__原文__:
Codeforces 300B Coach[并查集]
Time limit : 2000 ms / Memory limit : 262144 kb
Problem Statement
A programming coach has n students to teach. We know that n is divisible by 3. Let’s assume that all students are numbered from 1 to n, inclusive.
Before the university programming championship the coach wants to split all students into groups of three. For some pairs of students we know that they want to be on the same team. Besides, if the i-th student wants to be on the same team with the j-th one, then the j-th student wants to be on the same team with the i-th one. The coach wants the teams to show good results, so he wants the following condition to hold: if the i-th student wants to be on the same team with the j-th, then the i-th and the j-th students must be on the same team. Also, it is obvious that each student must be on exactly one team.

__任务说明__:
请接着上面这段教练给学生分组的题面，从最后一句之后往下写。 下面的条目是另外的材料，与原文无关。

__记录摘录__:
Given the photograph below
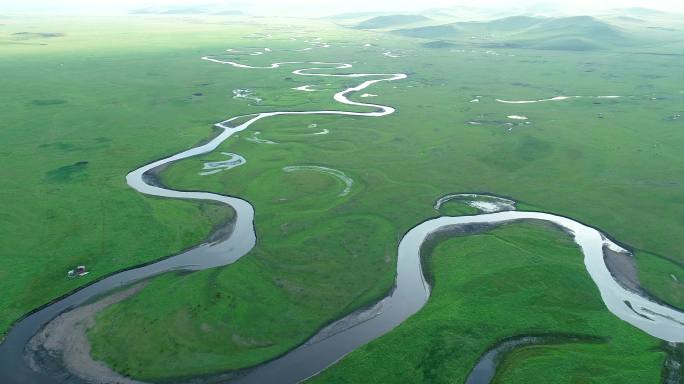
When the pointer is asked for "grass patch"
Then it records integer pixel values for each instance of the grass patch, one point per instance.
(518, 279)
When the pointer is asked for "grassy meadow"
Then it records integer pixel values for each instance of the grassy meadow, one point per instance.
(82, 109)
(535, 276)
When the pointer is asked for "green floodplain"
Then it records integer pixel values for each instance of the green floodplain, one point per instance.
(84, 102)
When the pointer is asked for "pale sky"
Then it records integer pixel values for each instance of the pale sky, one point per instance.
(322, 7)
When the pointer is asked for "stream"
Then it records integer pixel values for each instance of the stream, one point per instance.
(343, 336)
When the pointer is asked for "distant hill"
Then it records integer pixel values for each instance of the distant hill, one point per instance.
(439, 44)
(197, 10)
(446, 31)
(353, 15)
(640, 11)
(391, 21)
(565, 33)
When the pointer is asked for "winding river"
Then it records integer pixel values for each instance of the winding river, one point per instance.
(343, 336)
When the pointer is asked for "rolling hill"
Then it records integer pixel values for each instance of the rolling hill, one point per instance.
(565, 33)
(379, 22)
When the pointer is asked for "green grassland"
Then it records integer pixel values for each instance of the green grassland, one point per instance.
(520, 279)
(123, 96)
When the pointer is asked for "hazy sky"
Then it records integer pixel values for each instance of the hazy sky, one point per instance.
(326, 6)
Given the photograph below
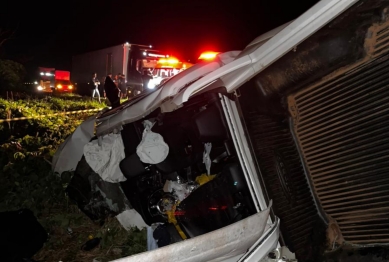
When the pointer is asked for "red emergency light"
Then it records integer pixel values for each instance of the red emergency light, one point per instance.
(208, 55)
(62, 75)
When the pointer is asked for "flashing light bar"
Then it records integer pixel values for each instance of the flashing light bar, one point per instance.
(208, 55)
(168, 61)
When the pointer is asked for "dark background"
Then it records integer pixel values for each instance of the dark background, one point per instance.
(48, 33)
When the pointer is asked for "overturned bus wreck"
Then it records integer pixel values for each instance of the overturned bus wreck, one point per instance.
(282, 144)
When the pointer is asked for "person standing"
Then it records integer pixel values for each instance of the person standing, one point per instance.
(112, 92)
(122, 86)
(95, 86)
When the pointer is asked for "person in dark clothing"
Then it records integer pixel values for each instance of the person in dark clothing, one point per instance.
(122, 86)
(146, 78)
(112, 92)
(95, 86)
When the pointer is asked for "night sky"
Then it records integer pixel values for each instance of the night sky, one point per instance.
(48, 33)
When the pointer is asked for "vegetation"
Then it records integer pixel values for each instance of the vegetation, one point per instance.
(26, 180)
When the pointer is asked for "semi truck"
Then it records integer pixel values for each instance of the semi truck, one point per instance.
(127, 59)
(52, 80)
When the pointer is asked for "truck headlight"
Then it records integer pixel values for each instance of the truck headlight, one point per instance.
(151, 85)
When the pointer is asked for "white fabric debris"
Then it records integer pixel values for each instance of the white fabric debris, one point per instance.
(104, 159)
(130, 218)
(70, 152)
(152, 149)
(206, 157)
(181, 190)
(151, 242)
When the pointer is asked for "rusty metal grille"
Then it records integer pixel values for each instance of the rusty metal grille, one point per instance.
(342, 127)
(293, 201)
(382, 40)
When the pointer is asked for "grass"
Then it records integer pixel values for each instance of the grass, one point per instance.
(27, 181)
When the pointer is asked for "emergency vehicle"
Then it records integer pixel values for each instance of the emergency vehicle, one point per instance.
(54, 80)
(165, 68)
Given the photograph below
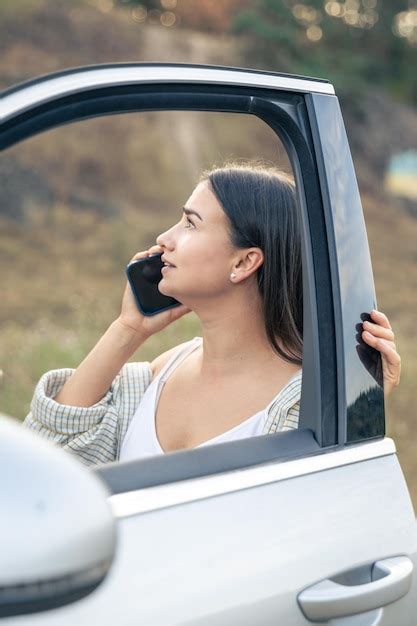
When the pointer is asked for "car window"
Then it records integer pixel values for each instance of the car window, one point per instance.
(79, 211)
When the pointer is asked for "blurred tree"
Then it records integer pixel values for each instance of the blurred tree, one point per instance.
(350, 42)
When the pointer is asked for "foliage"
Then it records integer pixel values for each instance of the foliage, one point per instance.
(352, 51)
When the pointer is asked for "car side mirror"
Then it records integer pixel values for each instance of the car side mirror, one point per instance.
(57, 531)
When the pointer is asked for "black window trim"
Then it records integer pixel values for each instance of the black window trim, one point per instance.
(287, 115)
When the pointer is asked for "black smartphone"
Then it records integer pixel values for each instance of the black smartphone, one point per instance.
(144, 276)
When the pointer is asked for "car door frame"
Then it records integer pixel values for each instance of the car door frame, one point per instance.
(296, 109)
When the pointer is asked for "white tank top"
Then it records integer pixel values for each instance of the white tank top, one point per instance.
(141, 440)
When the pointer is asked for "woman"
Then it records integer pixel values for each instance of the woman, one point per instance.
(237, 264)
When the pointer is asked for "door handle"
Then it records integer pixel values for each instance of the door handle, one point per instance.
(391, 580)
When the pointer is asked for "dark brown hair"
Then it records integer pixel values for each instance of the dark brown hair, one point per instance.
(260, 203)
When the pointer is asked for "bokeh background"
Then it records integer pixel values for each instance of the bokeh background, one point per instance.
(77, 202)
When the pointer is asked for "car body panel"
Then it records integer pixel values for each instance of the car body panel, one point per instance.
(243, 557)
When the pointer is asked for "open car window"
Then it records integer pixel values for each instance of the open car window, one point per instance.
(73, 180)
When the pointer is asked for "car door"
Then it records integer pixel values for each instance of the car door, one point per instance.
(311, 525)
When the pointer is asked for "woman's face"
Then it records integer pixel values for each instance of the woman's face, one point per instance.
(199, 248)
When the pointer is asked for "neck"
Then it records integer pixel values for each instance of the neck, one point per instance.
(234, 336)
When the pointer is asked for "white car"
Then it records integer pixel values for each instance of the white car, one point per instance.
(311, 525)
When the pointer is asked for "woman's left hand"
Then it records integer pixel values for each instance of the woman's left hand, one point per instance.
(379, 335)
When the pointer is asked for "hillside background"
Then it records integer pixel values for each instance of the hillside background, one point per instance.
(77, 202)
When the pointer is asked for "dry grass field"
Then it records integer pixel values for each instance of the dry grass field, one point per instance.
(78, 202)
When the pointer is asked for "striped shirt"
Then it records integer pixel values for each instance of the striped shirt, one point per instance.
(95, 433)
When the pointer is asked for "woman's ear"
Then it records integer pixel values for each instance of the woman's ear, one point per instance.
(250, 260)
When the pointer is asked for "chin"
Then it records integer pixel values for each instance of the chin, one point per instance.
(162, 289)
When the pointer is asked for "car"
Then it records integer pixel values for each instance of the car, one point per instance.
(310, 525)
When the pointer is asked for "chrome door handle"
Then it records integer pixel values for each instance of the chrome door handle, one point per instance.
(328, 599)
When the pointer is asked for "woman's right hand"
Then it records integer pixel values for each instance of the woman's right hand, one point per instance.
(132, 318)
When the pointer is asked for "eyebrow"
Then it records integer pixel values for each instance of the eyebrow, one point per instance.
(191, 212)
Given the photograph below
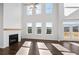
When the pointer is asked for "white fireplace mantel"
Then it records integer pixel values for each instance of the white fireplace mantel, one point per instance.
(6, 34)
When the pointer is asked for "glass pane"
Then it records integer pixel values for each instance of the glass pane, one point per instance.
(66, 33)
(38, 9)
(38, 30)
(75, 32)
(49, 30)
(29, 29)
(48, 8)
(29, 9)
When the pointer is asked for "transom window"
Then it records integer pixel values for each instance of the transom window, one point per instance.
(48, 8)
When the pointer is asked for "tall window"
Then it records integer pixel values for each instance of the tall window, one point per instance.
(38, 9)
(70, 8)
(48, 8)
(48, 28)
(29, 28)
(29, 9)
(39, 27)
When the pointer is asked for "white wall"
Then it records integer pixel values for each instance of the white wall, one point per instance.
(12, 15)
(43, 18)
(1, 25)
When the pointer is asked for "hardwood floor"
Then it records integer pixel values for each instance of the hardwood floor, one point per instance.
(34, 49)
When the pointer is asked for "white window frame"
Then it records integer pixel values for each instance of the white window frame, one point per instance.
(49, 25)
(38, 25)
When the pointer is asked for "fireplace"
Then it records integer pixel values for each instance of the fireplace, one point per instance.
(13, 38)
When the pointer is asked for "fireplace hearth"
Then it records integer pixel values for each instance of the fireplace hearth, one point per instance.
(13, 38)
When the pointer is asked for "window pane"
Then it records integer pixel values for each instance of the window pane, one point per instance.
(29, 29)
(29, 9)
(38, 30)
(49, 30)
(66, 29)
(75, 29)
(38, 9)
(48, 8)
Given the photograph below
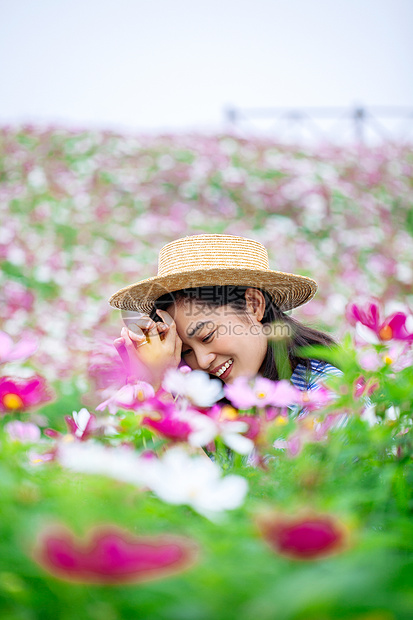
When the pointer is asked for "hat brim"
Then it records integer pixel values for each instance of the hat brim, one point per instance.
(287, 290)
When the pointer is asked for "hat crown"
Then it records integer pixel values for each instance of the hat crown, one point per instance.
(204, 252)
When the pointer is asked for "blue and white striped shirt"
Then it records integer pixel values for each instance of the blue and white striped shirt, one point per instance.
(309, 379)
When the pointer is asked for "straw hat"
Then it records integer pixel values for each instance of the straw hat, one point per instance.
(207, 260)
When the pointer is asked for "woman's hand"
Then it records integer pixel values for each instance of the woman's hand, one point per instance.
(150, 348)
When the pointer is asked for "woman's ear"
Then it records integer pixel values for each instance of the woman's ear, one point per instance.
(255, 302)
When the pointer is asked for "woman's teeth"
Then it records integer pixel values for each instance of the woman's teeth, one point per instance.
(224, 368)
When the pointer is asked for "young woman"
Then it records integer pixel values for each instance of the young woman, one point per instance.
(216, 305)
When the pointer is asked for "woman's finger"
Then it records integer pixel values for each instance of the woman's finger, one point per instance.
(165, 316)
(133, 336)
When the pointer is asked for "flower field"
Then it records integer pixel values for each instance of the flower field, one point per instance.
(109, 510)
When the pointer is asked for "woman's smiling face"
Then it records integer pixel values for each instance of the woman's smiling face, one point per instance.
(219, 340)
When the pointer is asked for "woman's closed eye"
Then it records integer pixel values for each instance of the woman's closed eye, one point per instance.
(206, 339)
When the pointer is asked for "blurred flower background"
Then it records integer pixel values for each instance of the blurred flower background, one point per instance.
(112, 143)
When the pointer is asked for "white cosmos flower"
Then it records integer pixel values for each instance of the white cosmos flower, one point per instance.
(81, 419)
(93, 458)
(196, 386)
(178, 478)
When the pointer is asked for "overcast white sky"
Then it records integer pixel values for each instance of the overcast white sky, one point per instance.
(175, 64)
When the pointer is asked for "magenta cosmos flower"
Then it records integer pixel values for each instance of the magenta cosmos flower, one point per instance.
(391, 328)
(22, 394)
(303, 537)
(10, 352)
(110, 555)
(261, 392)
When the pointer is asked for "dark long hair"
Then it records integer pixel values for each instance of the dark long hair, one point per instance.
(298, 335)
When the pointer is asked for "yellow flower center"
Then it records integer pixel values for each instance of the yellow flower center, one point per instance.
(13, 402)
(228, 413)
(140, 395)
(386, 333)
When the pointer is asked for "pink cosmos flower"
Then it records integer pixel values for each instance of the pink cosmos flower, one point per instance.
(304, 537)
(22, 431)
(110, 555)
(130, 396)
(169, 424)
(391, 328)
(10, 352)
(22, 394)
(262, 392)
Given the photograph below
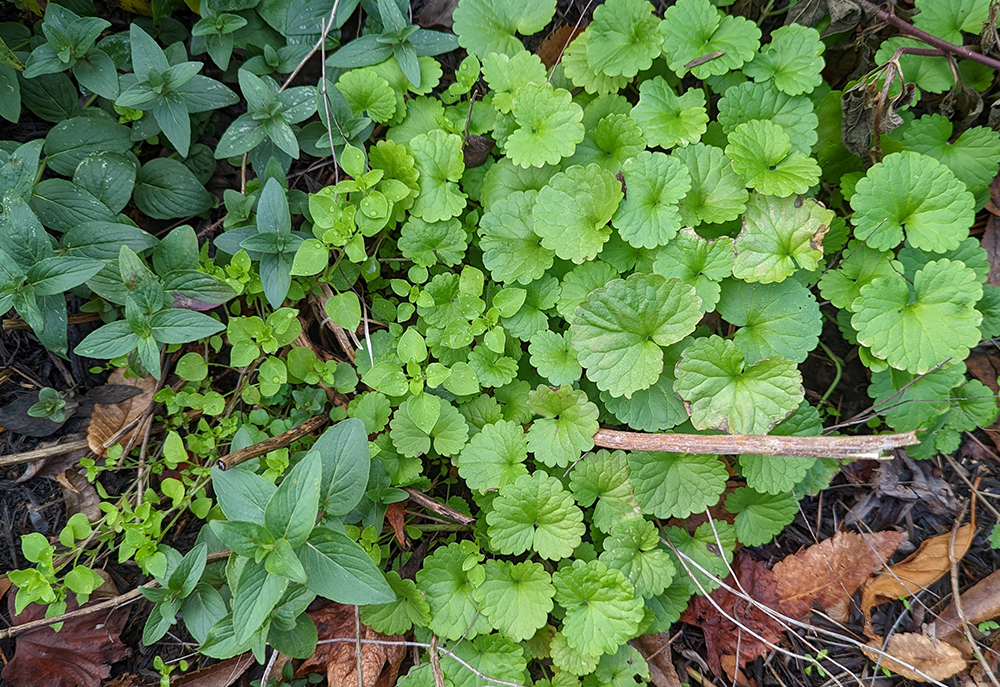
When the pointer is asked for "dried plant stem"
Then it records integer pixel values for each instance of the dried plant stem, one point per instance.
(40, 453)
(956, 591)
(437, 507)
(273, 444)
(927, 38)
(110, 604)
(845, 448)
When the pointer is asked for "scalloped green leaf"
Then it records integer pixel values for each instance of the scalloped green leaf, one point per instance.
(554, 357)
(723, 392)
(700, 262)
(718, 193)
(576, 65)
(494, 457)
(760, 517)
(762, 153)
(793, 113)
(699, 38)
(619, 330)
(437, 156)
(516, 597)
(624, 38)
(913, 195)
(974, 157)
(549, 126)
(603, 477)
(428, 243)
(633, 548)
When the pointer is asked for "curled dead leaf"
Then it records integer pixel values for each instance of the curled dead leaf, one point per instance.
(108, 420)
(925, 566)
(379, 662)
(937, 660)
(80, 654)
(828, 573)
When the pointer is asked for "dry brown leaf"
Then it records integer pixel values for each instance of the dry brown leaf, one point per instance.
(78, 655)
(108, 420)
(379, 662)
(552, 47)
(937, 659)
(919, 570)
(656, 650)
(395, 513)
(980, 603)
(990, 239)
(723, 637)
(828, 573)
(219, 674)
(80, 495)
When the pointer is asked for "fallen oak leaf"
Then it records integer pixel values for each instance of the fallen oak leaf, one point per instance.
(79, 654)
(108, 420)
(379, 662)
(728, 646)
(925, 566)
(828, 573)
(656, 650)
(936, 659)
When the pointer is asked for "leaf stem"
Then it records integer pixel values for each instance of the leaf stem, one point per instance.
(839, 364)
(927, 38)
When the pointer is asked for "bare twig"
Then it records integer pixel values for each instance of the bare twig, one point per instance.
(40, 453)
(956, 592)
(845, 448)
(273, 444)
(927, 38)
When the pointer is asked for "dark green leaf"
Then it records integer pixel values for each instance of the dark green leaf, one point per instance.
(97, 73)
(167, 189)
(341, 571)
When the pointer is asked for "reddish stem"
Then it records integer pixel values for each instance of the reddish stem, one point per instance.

__参考答案__:
Help the coach and divide the teams the way he wants.
Input
The first line of the input contains integers n and m (3 ≤ n ≤ 48, 0 ≤ m≤ n(n-1)/2. Then follow m lines, each contains a pair of integers ai, bi (1 ≤ ai < bi ≤ n) — the pair ai, bi means that students with numbers ai and bi want to be on the same team.
It is guaranteed that n is divisible by 3. It is guaranteed that each pair ai, bi occurs in the input at most once.
Output
If the required division into teams doesn’t exist, print number -1. Otherwise, print lines. In each line print three integers xi, yi, zi (1 ≤ xi, yi, zi ≤ n) — the i-th team.
If there are multiple answers, you are allowed to print any of them.
Examples
Input-1
3 0
Output-1
3 2 1
Input-2
6 4
1 2
2 3
3 4
5 6
Output-2
-1
Input-3
3 3
1 2
2 3
1 3
Output-3
3 2 1
题目有点长,放在博客里,考虑到有些人连接外网可能比较费劲
题意
有个编程教练,要将他的n个学生分成三人一组(输入保证:n%3==0),给出m组条件,表示两两学生ai,bi必须分配到同一组。如果符合题意,输出分组结果(组内顺序与各组顺序随意),否则,输出-1.
某度翻译是真的坑,“split into groups of three” 翻译成“分成三组”,我当时就傻了,然后一看原题…
以后再也不能偷懒直接机翻了…
分析
从题意上应该可以很容易看出是考察并查集,用并查集的两个基本操作,合并+查找,顺带路径压缩,使n个学生形成明显的组别,保存于f[]数组中。
当你完成了这一步,这题的难点也就来了。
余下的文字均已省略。